======== Information provided
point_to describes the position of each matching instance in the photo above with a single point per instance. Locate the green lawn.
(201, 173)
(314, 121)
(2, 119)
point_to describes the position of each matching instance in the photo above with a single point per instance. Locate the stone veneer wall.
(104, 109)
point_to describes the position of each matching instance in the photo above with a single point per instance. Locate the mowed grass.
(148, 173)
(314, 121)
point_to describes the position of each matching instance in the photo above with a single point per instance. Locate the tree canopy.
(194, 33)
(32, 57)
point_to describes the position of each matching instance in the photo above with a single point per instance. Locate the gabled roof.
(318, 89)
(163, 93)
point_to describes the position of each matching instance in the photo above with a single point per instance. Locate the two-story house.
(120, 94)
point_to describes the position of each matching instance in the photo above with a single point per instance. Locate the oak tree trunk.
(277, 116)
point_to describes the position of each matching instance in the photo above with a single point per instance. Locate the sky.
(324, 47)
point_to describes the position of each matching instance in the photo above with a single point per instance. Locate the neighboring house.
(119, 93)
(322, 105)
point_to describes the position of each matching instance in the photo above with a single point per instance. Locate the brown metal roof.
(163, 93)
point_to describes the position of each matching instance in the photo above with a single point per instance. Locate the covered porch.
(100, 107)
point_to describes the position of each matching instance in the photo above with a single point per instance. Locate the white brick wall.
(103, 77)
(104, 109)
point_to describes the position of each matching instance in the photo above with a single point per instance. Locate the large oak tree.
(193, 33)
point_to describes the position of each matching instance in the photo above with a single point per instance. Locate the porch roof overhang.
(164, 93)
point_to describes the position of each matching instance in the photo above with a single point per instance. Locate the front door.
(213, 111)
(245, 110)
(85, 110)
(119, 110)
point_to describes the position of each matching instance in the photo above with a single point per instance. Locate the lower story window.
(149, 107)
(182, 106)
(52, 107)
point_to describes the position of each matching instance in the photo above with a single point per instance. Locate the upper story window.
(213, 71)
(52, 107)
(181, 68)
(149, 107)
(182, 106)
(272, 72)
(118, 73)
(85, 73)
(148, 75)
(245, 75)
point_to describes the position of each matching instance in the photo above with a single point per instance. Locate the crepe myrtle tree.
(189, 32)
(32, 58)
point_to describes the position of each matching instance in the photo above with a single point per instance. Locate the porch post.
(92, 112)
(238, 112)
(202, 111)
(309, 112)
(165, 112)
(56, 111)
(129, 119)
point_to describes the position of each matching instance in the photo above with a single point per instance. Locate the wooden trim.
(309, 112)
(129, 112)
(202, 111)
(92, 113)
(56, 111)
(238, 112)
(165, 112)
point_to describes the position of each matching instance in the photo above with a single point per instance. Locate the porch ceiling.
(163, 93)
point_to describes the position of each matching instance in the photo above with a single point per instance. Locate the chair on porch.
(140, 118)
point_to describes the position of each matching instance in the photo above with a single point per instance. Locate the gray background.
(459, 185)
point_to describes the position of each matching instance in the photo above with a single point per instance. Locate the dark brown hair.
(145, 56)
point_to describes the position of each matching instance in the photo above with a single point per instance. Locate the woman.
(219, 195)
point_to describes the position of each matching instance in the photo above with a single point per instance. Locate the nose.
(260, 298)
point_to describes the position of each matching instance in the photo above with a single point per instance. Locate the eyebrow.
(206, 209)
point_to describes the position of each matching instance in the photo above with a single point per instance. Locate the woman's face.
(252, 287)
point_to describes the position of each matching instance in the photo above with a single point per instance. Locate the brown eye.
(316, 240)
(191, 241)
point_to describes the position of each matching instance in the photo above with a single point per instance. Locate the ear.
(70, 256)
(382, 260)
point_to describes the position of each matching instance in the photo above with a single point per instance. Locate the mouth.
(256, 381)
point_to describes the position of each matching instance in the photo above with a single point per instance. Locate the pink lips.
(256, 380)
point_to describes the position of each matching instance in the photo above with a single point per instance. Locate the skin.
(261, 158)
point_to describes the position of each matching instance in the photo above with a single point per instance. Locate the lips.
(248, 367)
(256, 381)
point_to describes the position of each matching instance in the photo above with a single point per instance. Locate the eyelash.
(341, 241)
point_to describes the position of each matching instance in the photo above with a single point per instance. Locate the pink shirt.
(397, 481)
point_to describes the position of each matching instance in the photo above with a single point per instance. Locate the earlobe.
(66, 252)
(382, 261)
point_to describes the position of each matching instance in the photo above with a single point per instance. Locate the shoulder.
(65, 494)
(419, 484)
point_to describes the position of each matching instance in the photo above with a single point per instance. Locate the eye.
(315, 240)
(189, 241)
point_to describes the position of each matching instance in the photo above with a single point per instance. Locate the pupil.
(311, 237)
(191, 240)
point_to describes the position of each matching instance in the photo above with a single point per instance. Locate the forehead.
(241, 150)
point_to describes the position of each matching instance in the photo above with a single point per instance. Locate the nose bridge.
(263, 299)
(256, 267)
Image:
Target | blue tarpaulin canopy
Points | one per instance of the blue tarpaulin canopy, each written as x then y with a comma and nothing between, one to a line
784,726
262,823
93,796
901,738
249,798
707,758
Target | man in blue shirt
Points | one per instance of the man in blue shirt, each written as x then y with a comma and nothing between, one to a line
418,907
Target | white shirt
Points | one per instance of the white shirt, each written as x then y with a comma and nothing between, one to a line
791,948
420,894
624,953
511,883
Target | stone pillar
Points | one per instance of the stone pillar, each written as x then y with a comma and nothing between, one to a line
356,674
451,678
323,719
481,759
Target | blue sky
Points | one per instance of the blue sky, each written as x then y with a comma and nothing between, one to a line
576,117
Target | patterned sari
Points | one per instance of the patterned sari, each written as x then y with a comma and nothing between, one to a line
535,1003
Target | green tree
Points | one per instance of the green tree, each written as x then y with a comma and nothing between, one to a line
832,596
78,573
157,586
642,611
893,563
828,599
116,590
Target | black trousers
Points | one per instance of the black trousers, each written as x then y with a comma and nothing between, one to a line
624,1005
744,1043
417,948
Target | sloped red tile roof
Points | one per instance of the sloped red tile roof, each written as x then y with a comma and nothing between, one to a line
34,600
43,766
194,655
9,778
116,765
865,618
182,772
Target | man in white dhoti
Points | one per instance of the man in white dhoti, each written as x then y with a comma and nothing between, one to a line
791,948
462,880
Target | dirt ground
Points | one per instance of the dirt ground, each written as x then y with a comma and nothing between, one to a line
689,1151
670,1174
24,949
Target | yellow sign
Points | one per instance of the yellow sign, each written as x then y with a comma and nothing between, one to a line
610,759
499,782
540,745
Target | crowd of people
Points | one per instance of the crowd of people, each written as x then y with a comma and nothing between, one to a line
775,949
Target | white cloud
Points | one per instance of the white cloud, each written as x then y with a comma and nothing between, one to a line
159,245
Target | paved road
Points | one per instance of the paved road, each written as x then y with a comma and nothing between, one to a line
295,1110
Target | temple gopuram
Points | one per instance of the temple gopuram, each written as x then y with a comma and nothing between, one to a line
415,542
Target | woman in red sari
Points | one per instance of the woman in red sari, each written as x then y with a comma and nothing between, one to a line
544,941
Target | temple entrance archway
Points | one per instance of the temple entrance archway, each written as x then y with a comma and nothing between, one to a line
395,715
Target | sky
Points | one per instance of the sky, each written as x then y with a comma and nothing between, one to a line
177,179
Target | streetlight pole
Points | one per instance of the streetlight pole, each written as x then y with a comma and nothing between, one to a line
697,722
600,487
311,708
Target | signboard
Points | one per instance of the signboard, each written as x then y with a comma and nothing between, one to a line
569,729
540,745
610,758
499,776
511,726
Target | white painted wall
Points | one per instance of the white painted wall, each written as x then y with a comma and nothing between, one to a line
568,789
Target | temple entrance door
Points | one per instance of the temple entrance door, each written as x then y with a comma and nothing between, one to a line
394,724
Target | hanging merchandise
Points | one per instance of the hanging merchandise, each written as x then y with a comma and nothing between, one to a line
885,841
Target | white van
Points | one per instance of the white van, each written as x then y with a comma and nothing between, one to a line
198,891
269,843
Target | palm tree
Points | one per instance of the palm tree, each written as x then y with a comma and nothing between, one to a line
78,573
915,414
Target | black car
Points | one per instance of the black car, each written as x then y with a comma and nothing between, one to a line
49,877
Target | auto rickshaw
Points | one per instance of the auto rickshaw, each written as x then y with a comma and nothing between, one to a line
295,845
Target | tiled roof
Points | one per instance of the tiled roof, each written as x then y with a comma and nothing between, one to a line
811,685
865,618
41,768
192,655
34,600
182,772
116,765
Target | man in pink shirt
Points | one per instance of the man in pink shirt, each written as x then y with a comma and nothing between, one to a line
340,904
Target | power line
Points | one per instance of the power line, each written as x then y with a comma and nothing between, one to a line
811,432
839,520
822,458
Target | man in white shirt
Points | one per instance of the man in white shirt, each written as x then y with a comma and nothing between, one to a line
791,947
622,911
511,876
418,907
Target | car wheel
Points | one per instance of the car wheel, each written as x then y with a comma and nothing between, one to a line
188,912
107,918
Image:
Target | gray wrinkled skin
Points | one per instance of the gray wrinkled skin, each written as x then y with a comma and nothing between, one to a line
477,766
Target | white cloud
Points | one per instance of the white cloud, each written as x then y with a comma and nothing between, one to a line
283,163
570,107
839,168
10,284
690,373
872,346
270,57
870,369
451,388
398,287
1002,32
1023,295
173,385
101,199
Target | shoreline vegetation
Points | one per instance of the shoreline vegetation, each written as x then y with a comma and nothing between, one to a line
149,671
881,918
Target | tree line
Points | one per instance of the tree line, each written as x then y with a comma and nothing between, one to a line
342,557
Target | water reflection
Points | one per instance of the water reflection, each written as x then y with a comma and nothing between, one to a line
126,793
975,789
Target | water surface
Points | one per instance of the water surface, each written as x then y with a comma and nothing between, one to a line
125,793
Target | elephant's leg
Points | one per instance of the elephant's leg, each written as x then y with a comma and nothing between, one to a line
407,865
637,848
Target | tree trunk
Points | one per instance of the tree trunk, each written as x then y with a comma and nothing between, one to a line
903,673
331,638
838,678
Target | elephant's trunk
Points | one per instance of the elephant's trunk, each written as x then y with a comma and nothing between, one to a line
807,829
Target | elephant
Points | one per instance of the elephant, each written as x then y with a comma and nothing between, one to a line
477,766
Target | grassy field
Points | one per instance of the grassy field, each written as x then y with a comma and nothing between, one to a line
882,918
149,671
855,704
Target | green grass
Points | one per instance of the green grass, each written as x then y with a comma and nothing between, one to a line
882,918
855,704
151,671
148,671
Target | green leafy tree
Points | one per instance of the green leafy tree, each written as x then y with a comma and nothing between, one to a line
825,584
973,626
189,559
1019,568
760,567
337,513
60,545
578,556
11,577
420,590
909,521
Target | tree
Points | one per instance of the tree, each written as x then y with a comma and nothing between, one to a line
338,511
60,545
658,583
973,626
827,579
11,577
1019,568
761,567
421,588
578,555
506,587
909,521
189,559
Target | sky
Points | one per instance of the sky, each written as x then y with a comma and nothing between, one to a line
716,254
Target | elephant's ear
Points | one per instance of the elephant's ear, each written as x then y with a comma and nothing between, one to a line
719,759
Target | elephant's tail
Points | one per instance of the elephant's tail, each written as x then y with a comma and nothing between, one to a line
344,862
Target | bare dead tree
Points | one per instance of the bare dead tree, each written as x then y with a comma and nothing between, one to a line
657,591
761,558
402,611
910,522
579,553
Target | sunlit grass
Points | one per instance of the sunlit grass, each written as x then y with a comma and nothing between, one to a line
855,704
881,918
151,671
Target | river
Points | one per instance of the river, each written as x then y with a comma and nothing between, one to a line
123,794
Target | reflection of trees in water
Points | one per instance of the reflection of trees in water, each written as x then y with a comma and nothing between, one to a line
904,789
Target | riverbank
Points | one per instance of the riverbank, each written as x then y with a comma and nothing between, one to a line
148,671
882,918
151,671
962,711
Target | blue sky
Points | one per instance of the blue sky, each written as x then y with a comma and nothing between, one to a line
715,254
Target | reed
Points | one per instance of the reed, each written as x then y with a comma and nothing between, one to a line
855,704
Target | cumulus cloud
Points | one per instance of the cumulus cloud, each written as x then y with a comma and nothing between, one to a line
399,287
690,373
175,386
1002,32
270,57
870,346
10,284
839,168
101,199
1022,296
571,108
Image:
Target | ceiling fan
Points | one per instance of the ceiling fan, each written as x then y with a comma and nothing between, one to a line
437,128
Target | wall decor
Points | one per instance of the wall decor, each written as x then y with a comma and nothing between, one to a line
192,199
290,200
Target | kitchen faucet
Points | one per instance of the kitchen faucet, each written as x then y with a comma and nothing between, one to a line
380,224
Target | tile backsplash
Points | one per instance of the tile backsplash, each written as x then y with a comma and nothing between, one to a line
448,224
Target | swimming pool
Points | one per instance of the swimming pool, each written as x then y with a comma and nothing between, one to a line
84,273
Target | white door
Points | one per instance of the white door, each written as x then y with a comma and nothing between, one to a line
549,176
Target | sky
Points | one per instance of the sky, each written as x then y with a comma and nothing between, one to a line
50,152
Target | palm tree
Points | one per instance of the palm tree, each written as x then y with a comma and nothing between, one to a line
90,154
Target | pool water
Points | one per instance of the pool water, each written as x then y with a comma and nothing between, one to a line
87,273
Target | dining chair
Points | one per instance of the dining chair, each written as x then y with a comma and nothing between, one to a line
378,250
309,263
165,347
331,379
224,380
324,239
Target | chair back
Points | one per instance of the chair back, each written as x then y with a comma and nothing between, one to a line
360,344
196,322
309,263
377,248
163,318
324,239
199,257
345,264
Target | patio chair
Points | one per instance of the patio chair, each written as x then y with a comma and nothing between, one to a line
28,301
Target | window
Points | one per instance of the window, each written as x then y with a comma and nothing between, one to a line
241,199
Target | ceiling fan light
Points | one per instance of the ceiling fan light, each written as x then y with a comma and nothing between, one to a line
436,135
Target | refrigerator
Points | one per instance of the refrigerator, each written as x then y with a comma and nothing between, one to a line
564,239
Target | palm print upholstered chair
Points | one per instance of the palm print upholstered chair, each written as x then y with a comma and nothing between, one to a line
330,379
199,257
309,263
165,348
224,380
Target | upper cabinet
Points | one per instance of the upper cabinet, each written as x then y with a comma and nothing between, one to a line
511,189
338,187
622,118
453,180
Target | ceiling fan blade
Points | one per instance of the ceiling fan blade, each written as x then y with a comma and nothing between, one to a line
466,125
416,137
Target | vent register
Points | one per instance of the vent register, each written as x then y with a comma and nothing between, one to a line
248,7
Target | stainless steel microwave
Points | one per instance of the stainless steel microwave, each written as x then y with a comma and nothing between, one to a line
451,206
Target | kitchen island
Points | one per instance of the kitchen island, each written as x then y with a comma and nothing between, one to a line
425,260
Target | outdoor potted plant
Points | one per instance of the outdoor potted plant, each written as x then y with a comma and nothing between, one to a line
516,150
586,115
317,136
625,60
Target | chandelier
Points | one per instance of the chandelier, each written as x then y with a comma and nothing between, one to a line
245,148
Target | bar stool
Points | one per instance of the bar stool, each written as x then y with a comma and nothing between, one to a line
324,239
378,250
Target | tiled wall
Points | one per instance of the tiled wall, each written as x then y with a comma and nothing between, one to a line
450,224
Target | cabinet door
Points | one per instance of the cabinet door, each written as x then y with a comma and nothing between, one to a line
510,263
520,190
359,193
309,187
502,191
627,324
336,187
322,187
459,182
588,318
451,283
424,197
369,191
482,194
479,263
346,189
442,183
================
### Set problem
Quote, word for word, every line starting at the one that contains "Target | kitchen island" and ending with the final line of the entries.

### Written response
Target | kitchen island
Points | one per instance of the kitchen island, each written as x then y with a comma and nothing between, one to a line
425,260
Target | outdoor potted plant
Points | one per instance of the outdoor potted plant, each written as x then y with a comma and nothing between, one to a line
516,150
586,115
317,136
625,60
Target | chandelier
Points | one per instance of the chandelier, each written as x then y with a comma and nothing between, one to a line
245,148
Target | bar stool
Points | one per instance of the bar stool, each written as x then y with a comma and nothing between, one to a line
324,239
378,250
Target | tiled wall
Points | one per instance of the tiled wall, each written as x then y with a comma and nothing between, one to a line
450,224
Target | cabinet door
Points | one per instance of the cabinet door, each written as x then y with a comma and nothing between, one to a line
510,263
520,190
359,193
309,187
502,191
627,324
336,187
322,187
459,182
588,318
451,283
424,197
369,191
482,194
479,263
346,189
442,183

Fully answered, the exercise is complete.